Transcribe all the entries word for word, but omit the images.

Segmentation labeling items
===============
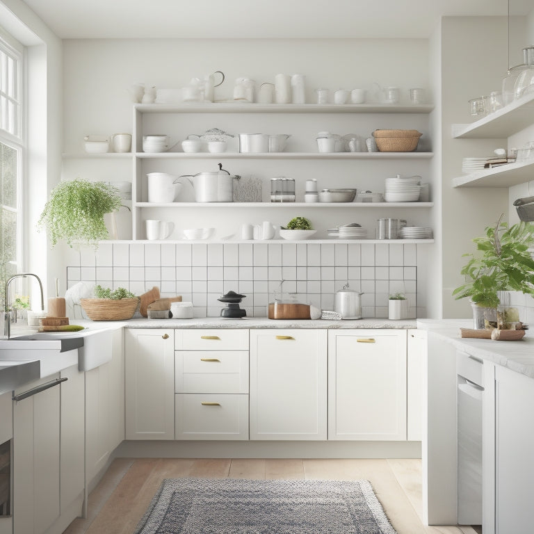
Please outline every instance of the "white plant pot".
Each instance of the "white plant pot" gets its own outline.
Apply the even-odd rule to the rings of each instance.
[[[408,316],[408,301],[404,300],[388,300],[389,310],[387,318],[391,321],[398,321],[399,319],[405,319]]]

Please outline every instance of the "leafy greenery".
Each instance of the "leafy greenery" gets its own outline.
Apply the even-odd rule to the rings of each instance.
[[[494,308],[498,291],[534,296],[534,258],[528,250],[534,245],[534,225],[521,221],[508,227],[499,219],[485,234],[473,240],[476,255],[464,254],[470,259],[460,273],[470,281],[453,291],[455,298],[470,297],[479,306]]]
[[[311,230],[312,223],[305,217],[295,217],[291,219],[284,230]]]
[[[119,190],[104,181],[62,181],[52,189],[38,226],[46,228],[52,246],[60,239],[70,246],[74,241],[94,243],[107,238],[104,216],[120,202]]]
[[[124,289],[124,287],[117,288],[112,291],[108,287],[97,286],[95,288],[95,295],[97,298],[108,298],[112,300],[120,300],[122,298],[137,298],[131,291]]]

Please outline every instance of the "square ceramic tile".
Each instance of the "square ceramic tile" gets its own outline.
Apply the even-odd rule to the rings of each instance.
[[[333,267],[335,265],[335,252],[334,243],[323,243],[321,245],[321,267]]]
[[[176,246],[170,243],[161,245],[161,266],[175,267],[176,266]]]
[[[191,267],[191,243],[179,243],[176,245],[176,266]]]
[[[252,245],[252,256],[254,267],[266,267],[268,264],[268,248],[266,243],[258,243]]]
[[[375,245],[375,265],[385,266],[389,264],[389,245],[378,243]]]
[[[161,245],[149,243],[145,245],[145,266],[156,267],[161,265]]]
[[[191,245],[191,265],[205,266],[208,263],[208,245],[203,243],[195,243]]]
[[[239,266],[251,267],[252,261],[252,245],[248,243],[239,243]]]
[[[321,245],[318,243],[308,244],[308,261],[309,267],[315,267],[321,266]]]
[[[321,267],[308,267],[307,278],[309,280],[320,280]]]
[[[297,280],[297,268],[296,267],[282,267],[282,280]],[[284,282],[285,284],[285,282]],[[289,289],[286,291],[289,291]]]
[[[138,243],[130,245],[130,258],[128,265],[130,267],[143,267],[145,266],[145,245]]]
[[[224,248],[220,243],[208,245],[208,266],[222,266],[224,265]]]
[[[334,249],[336,267],[346,267],[348,265],[348,245],[335,244]]]
[[[125,243],[113,244],[113,267],[128,267],[130,264],[129,245]]]
[[[282,266],[282,244],[279,243],[270,243],[268,265],[269,267]]]
[[[225,277],[224,267],[208,267],[208,280],[222,280]]]
[[[404,247],[405,245],[392,243],[389,245],[389,265],[400,266],[404,264]],[[410,245],[413,247],[414,245]]]
[[[348,251],[348,266],[359,266],[362,265],[362,245],[350,243],[347,245]]]
[[[362,266],[374,266],[375,265],[375,245],[371,243],[362,243]]]
[[[191,280],[191,267],[177,267],[176,280]]]
[[[282,245],[282,266],[291,267],[297,264],[297,245],[294,243],[284,243]]]
[[[239,265],[239,245],[235,243],[224,245],[225,267],[236,267]]]
[[[191,267],[191,279],[195,280],[207,280],[208,279],[208,268],[206,266],[194,266]]]

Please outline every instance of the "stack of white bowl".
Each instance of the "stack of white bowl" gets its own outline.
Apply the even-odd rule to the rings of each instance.
[[[421,194],[421,177],[386,178],[384,199],[387,202],[416,202]]]
[[[168,148],[168,136],[145,136],[143,138],[143,150],[145,152],[164,152]]]

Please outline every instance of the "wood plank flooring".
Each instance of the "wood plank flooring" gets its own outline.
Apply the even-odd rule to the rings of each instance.
[[[366,479],[398,534],[476,534],[421,522],[420,460],[116,458],[64,534],[131,534],[163,478]]]

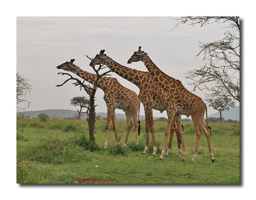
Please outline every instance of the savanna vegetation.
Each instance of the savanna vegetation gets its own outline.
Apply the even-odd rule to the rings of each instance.
[[[211,142],[216,162],[211,162],[207,140],[200,140],[198,156],[193,157],[196,134],[191,122],[183,122],[187,160],[177,157],[176,136],[172,151],[159,160],[166,121],[155,121],[157,157],[152,145],[148,155],[145,146],[145,121],[141,121],[139,144],[131,130],[128,148],[124,148],[126,122],[117,121],[120,144],[114,132],[109,146],[103,148],[106,121],[95,123],[95,141],[88,139],[85,120],[17,119],[17,182],[19,183],[239,183],[239,124],[210,123]]]

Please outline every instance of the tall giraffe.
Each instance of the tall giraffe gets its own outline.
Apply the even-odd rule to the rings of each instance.
[[[57,66],[58,69],[71,72],[79,77],[94,84],[97,77],[96,75],[84,71],[75,65],[72,59]],[[112,119],[113,127],[115,131],[116,142],[118,142],[116,129],[116,120],[115,113],[115,109],[122,109],[125,113],[127,121],[127,133],[124,146],[127,147],[129,134],[132,127],[132,118],[134,123],[136,133],[136,143],[138,144],[138,135],[139,124],[137,114],[140,107],[140,99],[135,92],[126,88],[119,83],[116,79],[102,77],[99,79],[98,87],[104,92],[104,100],[108,107],[108,119],[106,126],[106,135],[104,147],[108,147],[108,135],[110,129],[110,123]],[[140,133],[139,130],[139,133]]]
[[[148,135],[149,130],[150,130],[151,135],[152,137],[153,142],[153,155],[156,156],[157,151],[156,143],[155,138],[155,130],[154,127],[153,122],[153,108],[163,112],[166,110],[168,113],[170,109],[170,103],[166,101],[167,93],[154,80],[153,77],[147,72],[140,72],[135,70],[131,69],[129,68],[122,66],[116,61],[113,60],[111,58],[108,57],[104,54],[104,50],[100,50],[99,54],[97,54],[96,56],[93,59],[92,62],[90,63],[90,66],[95,65],[106,65],[112,71],[122,77],[123,78],[131,81],[140,88],[139,98],[141,103],[144,105],[145,118],[146,118],[146,145],[145,147],[143,154],[146,154],[148,150]],[[179,153],[180,153],[180,141],[182,146],[182,149],[185,150],[185,146],[184,144],[183,138],[178,135],[182,135],[182,125],[181,123],[179,123],[179,121],[177,121],[177,125],[174,126],[173,121],[172,124],[167,125],[166,134],[167,132],[170,132],[170,128],[172,125],[172,134],[173,134],[174,129],[177,134],[178,147],[179,150]],[[170,139],[172,142],[172,140]],[[185,157],[184,159],[186,159],[186,153],[183,155]]]
[[[206,104],[201,98],[186,89],[180,81],[176,80],[163,72],[152,62],[147,55],[147,53],[142,51],[141,48],[141,47],[139,47],[139,50],[137,52],[134,52],[133,55],[128,60],[128,63],[140,61],[143,61],[154,80],[169,94],[169,95],[172,95],[173,96],[175,100],[175,107],[177,108],[177,113],[179,114],[184,114],[187,116],[187,117],[189,117],[190,115],[191,116],[192,121],[196,132],[196,147],[191,161],[195,162],[195,159],[197,158],[198,144],[202,134],[202,129],[203,129],[207,139],[209,151],[212,162],[214,162],[215,159],[211,146],[211,128],[208,126],[207,107]],[[205,125],[204,121],[205,111],[206,113],[207,125]],[[166,139],[164,140],[161,156],[164,153],[166,145]]]

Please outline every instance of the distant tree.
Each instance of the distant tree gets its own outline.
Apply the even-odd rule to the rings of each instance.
===============
SOLUTION TO THIS TASK.
Please outline every instance of the "white plant pot".
Each instance of the "white plant pot" gets its own outline.
Apply the even-odd rule to the rings of each instance.
[[[408,316],[408,301],[404,300],[388,300],[389,310],[387,318],[391,321],[398,321],[399,319],[405,319]]]

Please outline every instance of the "leafy greenery".
Each instance of the "leafy greenery" gets its own outline.
Apply the even-odd rule to the rings of each instance.
[[[494,308],[498,291],[534,296],[534,258],[528,250],[534,245],[534,225],[521,221],[508,227],[499,219],[485,234],[473,240],[476,255],[464,254],[470,259],[460,273],[470,281],[453,291],[455,298],[470,297],[479,306]]]
[[[311,230],[312,223],[305,217],[295,217],[291,219],[284,230]]]
[[[119,190],[104,181],[62,181],[52,189],[38,226],[46,228],[52,246],[60,239],[70,246],[74,241],[94,243],[107,238],[104,216],[120,202]]]
[[[124,289],[124,287],[117,288],[112,291],[108,287],[97,286],[95,288],[95,295],[97,298],[108,298],[112,300],[120,300],[122,298],[137,298],[131,291]]]

Please outline every instance of the "square ceramic tile".
Each instance of the "square ceramic tile" gets its own outline.
Apply the even-odd rule to the rings of each instance.
[[[333,267],[335,265],[335,252],[334,243],[323,243],[321,245],[321,267]]]
[[[176,246],[170,243],[161,245],[161,266],[175,267],[176,266]]]
[[[191,267],[191,243],[179,243],[176,245],[176,266]]]
[[[252,245],[252,256],[254,267],[266,267],[268,264],[268,248],[266,243],[258,243]]]
[[[375,245],[375,265],[385,266],[389,264],[389,245],[378,243]]]
[[[161,245],[149,243],[145,245],[145,266],[156,267],[161,265]]]
[[[191,245],[191,265],[205,266],[208,263],[208,245],[203,243],[195,243]]]
[[[239,266],[251,267],[252,261],[252,245],[248,243],[239,243]]]
[[[321,245],[318,243],[308,244],[308,261],[309,267],[315,267],[321,266]]]
[[[321,267],[308,267],[307,278],[309,280],[320,280]]]
[[[297,280],[297,268],[296,267],[282,267],[282,280]],[[284,282],[285,284],[285,282]],[[289,289],[286,291],[289,291]]]
[[[138,243],[130,245],[130,258],[128,265],[130,267],[143,267],[145,266],[145,245]]]
[[[224,248],[220,243],[208,245],[208,266],[222,266],[224,265]]]
[[[334,249],[336,267],[346,267],[348,265],[348,245],[335,244]]]
[[[125,243],[113,244],[113,267],[128,267],[130,264],[129,245]]]
[[[282,266],[282,244],[279,243],[270,243],[268,265],[269,267]]]
[[[225,277],[224,267],[208,267],[208,280],[222,280]]]
[[[404,247],[405,245],[392,243],[389,245],[389,265],[400,266],[404,264]],[[410,245],[413,247],[414,245]]]
[[[348,251],[348,266],[359,266],[362,265],[362,245],[350,243],[347,245]]]
[[[362,266],[374,266],[375,265],[375,245],[371,243],[362,243]]]
[[[191,280],[191,267],[177,267],[176,280]]]
[[[282,245],[282,266],[291,267],[297,264],[297,245],[294,243],[284,243]]]
[[[239,265],[239,245],[235,243],[224,245],[225,267],[236,267]]]
[[[191,267],[191,279],[195,280],[207,280],[208,279],[208,268],[206,266],[194,266]]]

Please outline every instance of the "stack of white bowl".
Each instance of the "stack of white bowl" gets its own outline.
Apply the even-odd rule to the rings of each instance.
[[[421,194],[421,177],[386,178],[384,199],[387,202],[416,202]]]
[[[168,148],[168,136],[145,136],[143,138],[143,150],[145,152],[164,152]]]

Please outline every instance of the "wood plank flooring".
Each instance of the "wood plank flooring" gets its own outline.
Apply the even-odd rule to the rings of each instance.
[[[366,479],[398,534],[476,534],[421,522],[420,460],[116,458],[64,534],[131,534],[163,478]]]

Please outline every instance of the savanna vegetation.
Each instance of the savanna vegetation gets its own outline.
Apply the even-odd rule to the rings of each instance.
[[[211,142],[216,162],[211,162],[207,140],[200,140],[198,156],[193,157],[196,134],[191,122],[183,122],[187,160],[177,157],[176,136],[172,151],[159,160],[166,121],[155,121],[157,157],[152,145],[148,155],[145,146],[145,121],[141,121],[139,144],[131,130],[128,148],[124,148],[126,122],[117,121],[120,144],[114,132],[109,146],[103,148],[106,121],[95,123],[95,141],[88,139],[85,120],[17,119],[17,182],[19,183],[239,183],[239,124],[210,123]]]

Please outline every instance of the tall giraffe.
Each instance of the tall giraffe gets its own outline.
Apply the even-odd rule to the rings of each instance.
[[[57,66],[58,69],[71,72],[79,77],[94,84],[97,77],[96,75],[84,71],[75,65],[72,59]],[[112,119],[113,127],[115,131],[116,142],[118,142],[116,129],[116,120],[115,113],[115,109],[122,109],[125,113],[127,121],[127,133],[124,146],[127,147],[129,134],[132,127],[132,118],[134,123],[136,133],[136,143],[138,144],[138,135],[139,124],[137,114],[140,107],[140,99],[135,92],[126,88],[119,83],[116,79],[102,77],[99,79],[98,87],[104,92],[104,100],[108,107],[108,119],[106,126],[106,135],[104,147],[108,147],[108,135],[110,129],[110,123]],[[140,133],[139,130],[139,133]]]
[[[148,135],[149,130],[150,130],[151,135],[152,137],[153,142],[153,155],[156,156],[157,151],[156,143],[155,138],[155,130],[154,127],[153,122],[153,108],[163,112],[166,110],[168,113],[170,109],[170,103],[166,101],[167,93],[154,80],[153,77],[147,72],[140,72],[135,70],[131,69],[129,68],[122,66],[116,61],[113,60],[111,58],[108,57],[104,54],[104,50],[100,50],[99,54],[97,54],[96,56],[93,59],[92,62],[90,63],[90,66],[95,65],[106,65],[112,71],[122,77],[123,78],[131,81],[140,88],[139,98],[141,103],[144,105],[145,118],[146,118],[146,145],[145,147],[143,154],[146,154],[148,150]],[[179,153],[180,153],[180,141],[182,146],[182,149],[185,150],[185,146],[184,144],[183,138],[178,135],[182,135],[182,125],[181,123],[179,123],[179,121],[177,121],[177,125],[174,126],[173,121],[172,124],[167,125],[166,134],[167,132],[170,132],[170,128],[172,125],[172,134],[173,134],[174,129],[177,134],[178,147],[179,150]],[[170,139],[172,142],[172,140]],[[185,157],[184,159],[186,159],[186,153],[183,155]]]
[[[206,104],[201,98],[186,89],[180,81],[176,80],[163,72],[152,62],[147,55],[147,53],[142,51],[141,48],[141,47],[139,47],[139,50],[137,52],[134,52],[133,55],[128,60],[128,63],[140,61],[143,61],[154,80],[169,94],[169,95],[172,95],[173,96],[175,100],[175,107],[177,108],[177,113],[179,114],[184,114],[187,116],[187,117],[189,117],[190,115],[191,116],[192,121],[196,132],[196,147],[191,161],[195,162],[195,159],[197,158],[198,144],[202,134],[202,129],[203,129],[207,139],[209,151],[212,162],[214,162],[215,159],[211,146],[211,128],[208,126],[207,107]],[[205,125],[204,121],[205,111],[206,113],[207,125]],[[166,139],[164,140],[161,156],[164,153],[166,145]]]

Please outline every instance of the distant tree.
Each instance of the distant tree gets its own outline.
Apply the even-odd rule to the rings of each instance.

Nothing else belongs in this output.